Repeat all of the material exactly, with no line missing.

[Start of Attachment]

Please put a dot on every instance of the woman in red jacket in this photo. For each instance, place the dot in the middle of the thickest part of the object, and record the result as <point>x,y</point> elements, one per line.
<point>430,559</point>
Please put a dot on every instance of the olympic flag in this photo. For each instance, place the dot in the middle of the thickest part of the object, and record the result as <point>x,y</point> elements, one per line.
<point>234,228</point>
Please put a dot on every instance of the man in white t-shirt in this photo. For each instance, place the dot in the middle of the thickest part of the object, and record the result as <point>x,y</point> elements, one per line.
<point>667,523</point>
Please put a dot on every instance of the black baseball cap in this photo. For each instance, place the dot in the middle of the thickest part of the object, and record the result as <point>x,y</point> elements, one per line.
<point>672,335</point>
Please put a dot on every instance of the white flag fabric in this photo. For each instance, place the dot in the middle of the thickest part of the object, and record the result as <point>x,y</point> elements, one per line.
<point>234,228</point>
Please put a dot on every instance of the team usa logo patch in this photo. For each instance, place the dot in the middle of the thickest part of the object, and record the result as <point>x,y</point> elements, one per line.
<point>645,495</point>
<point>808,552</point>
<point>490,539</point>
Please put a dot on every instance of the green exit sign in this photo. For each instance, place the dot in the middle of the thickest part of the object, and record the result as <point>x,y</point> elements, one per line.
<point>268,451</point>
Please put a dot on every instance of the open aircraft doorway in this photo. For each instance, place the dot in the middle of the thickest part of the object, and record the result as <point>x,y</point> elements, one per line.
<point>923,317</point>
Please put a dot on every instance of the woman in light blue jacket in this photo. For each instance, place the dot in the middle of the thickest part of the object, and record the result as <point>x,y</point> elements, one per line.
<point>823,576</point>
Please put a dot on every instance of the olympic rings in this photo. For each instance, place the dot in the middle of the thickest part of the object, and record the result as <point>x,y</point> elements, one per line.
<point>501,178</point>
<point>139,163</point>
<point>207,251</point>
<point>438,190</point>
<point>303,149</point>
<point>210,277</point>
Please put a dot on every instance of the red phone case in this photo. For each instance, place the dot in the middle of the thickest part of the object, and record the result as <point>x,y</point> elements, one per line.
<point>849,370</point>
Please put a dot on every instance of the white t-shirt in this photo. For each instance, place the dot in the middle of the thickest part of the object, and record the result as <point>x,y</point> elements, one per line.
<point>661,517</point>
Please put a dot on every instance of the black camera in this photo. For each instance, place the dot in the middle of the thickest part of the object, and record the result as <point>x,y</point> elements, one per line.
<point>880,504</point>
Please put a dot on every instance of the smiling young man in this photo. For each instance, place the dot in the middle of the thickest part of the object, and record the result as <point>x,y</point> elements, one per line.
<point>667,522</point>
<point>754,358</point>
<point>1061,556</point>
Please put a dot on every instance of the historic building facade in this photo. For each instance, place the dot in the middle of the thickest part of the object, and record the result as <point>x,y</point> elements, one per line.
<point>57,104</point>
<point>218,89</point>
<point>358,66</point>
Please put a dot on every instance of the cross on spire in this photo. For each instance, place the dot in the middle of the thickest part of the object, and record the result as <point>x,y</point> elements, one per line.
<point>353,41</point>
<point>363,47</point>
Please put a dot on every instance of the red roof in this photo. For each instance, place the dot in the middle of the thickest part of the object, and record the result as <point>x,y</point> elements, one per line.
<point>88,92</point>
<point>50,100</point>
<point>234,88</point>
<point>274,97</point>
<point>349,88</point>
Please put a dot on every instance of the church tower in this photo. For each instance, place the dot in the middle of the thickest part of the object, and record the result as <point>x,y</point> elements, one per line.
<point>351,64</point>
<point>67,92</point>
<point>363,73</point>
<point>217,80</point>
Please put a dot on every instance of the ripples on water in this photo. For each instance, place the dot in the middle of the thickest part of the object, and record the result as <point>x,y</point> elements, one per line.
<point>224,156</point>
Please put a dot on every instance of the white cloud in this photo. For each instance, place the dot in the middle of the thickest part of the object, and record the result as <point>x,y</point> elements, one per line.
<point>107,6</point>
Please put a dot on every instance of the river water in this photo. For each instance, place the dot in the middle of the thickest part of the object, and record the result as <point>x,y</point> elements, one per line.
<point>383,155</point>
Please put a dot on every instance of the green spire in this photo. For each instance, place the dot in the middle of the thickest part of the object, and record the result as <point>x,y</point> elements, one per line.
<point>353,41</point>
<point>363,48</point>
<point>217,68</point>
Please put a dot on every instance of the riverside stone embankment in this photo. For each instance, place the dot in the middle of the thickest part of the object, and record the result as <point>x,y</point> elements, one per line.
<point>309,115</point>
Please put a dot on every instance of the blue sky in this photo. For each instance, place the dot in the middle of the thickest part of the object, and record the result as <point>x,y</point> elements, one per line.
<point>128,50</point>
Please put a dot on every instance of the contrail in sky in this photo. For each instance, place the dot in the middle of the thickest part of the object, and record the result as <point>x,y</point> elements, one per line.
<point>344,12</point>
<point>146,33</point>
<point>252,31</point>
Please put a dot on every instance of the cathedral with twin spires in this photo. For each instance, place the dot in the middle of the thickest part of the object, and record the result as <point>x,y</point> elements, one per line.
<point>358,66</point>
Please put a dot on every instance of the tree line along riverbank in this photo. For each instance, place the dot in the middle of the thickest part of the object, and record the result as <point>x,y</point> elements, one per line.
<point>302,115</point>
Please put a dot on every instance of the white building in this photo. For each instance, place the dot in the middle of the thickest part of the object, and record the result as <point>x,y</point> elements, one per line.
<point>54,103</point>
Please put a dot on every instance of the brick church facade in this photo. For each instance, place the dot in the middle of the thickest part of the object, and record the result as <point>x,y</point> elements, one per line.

[End of Attachment]

● **Output of the exercise**
Please put a dot on every instance of the woman in red jacket in this photo. For each instance, place the dot in the middle of the thickest part of the object, and record the result as <point>x,y</point> elements, one per line.
<point>430,559</point>
Please put a dot on every instance of the olympic flag in this photo. For each instance, place the dot in the middle of the thickest part of the object, and record the result as <point>x,y</point> elements, one per line.
<point>234,228</point>
Please put a dot on every instance of the man in white t-shirt in this photo. For each instance, place the dot in the middle of the thickest part of the object, and record the result as <point>x,y</point> elements, one per line.
<point>667,523</point>
Please put a dot on every instance of the black baseball cap in this photo. For each instance, place the dot in the middle of the thickest part of the object, and record the result as <point>x,y</point> elements, one per line.
<point>672,335</point>
Please put a dot on every instance of the white flag fabric in this photo. For each instance, place the dot in the middle of the thickest part of the object, and record the result as <point>x,y</point> elements, one per line.
<point>234,228</point>
Please put a dot on every instance of the team usa logo patch in this photo. For each instance, place the dot in the middle of the thickest part of the object, and record the result as <point>x,y</point> elements, one per line.
<point>645,495</point>
<point>808,552</point>
<point>490,539</point>
Please put a dot on every instance of the green exit sign in this photo. For each instance, place the dot in the middle of the thickest part of the object, and record the result as <point>x,y</point> elements, one per line.
<point>268,451</point>
Please put a dot on every instance of the open aircraft doorway in this photo. For each instance, place the dot in the middle of the thickest part of the object, and record the result as <point>x,y</point> elements, one per line.
<point>923,317</point>
Please put a dot on every instance of the woman in light blue jacket in this photo. For each instance, place the dot in the middle of the thickest part of the object, and record the result as <point>x,y</point> elements, one per line.
<point>823,576</point>
Please put a dot on every instance of the olympic rings in this photo. For each instance, place the dot in the middle of the thickest part of the object, and record the result as <point>x,y</point> elements, one per line.
<point>501,178</point>
<point>139,163</point>
<point>207,251</point>
<point>438,190</point>
<point>303,149</point>
<point>210,277</point>
Please put a dot on every instance of the red phone case in this photo. For each instance, place the dot in the middle of the thickest part of the object, and record the result as <point>x,y</point> elements, one per line.
<point>849,370</point>
Please put a dot on every instance of the white t-shirt in this photo. For each instance, place the dot in the middle of the thickest part of the object, and record the result as <point>x,y</point> elements, one per line.
<point>661,517</point>
Please put a dot on every instance of the black camera in this photo. For each instance, place the dot in the middle of the thickest part of the object, and record the result as <point>x,y</point> elements, one per line.
<point>880,504</point>
Please put a dot on every instance of the smiling young man in this photo. For each instance, place the dot in the middle of the thickest part of the object, and record the result as <point>x,y</point> elements, one per line.
<point>667,522</point>
<point>754,358</point>
<point>1061,556</point>
Please put a dot on every instance of the historic building facade in this photo. For each instance, place the dot in the middle of the thickest part of the object, and record the result as <point>x,y</point> elements, one per line.
<point>57,104</point>
<point>218,89</point>
<point>358,66</point>
Please put a dot on every instance of the cross on spire in this photo. For each instance, place the dot in the middle of the thickest part of the object, and record the result as <point>x,y</point> elements, one per line.
<point>353,41</point>
<point>363,47</point>
Please put a dot on every instance of the red roof in this photo. For each instance, place the dot in the middle of the thickest part of the object, and record the result as <point>x,y</point> elements, one per line.
<point>88,92</point>
<point>50,100</point>
<point>234,88</point>
<point>274,97</point>
<point>349,88</point>
Please put a dot on every instance of the church tower in this photo. For each instance, place the dot in the middle of the thickest part of the object, and record the result as <point>x,y</point> elements, one per line.
<point>351,64</point>
<point>67,92</point>
<point>363,73</point>
<point>217,80</point>
Please put a dot on every instance of the ripples on water in this photo. For each instance, place the dot in the middle of the thickest part of the object, and record the result as <point>x,y</point> elements, one per line.
<point>224,156</point>
Please put a dot on every instance of the white cloud in this photo. For each instance, place the dot in the middle of the thickest part of the object, and record the result as <point>x,y</point> elements, one per line.
<point>107,6</point>
Please put a dot on every instance of the river water in this photo. For each instance, place the dot in the middle of the thickest part of the object, and record the result as <point>x,y</point> elements, one per line.
<point>383,155</point>
Please put a dot on every instance of the green spire in this photo. For each instance, place the dot in the middle of the thickest part of the object, and record the result as <point>x,y</point> elements, one per line.
<point>353,41</point>
<point>363,48</point>
<point>217,68</point>
Please put a dot on every instance of the riverside stone embankment in this photo. For each instance, place the dot in the middle of the thickest part of the object, and record the result as <point>x,y</point> elements, one per line.
<point>309,115</point>
Please put a dot on every instance of the blue sky in this photo. For each instance, place the dot in the middle of the thickest part of the object, and record the result as <point>x,y</point> elements, one per line.
<point>128,50</point>
Please put a dot on every instance of the contrail in sky in this photo. For each instance, place the dot in the middle of the thickest part of the object, and record the result as <point>x,y</point> elements, one per line.
<point>344,12</point>
<point>146,33</point>
<point>252,31</point>
Please put a dot on every instance of the cathedral with twin spires in this photo. For each instance, place the dot in the middle of the thickest part of the object, and record the result as <point>x,y</point> elements, one per line.
<point>358,66</point>
Please put a dot on every instance of the tree line along riverbank in this photo. For each instance, place the dot in the middle of the thickest part of the object, and record the result as <point>x,y</point> elements, one per line.
<point>302,115</point>
Please put a dot on every instance of the white building in this photo. For each instance, place the dot in the middle of the thickest part of the object, and record the result as <point>x,y</point> elements, one per line.
<point>54,103</point>
Please put a dot on every instance of the brick church facade in this photo. For each instance, place the dot in the middle of the thickest part of the object, and record the result as <point>x,y</point> elements, one per line.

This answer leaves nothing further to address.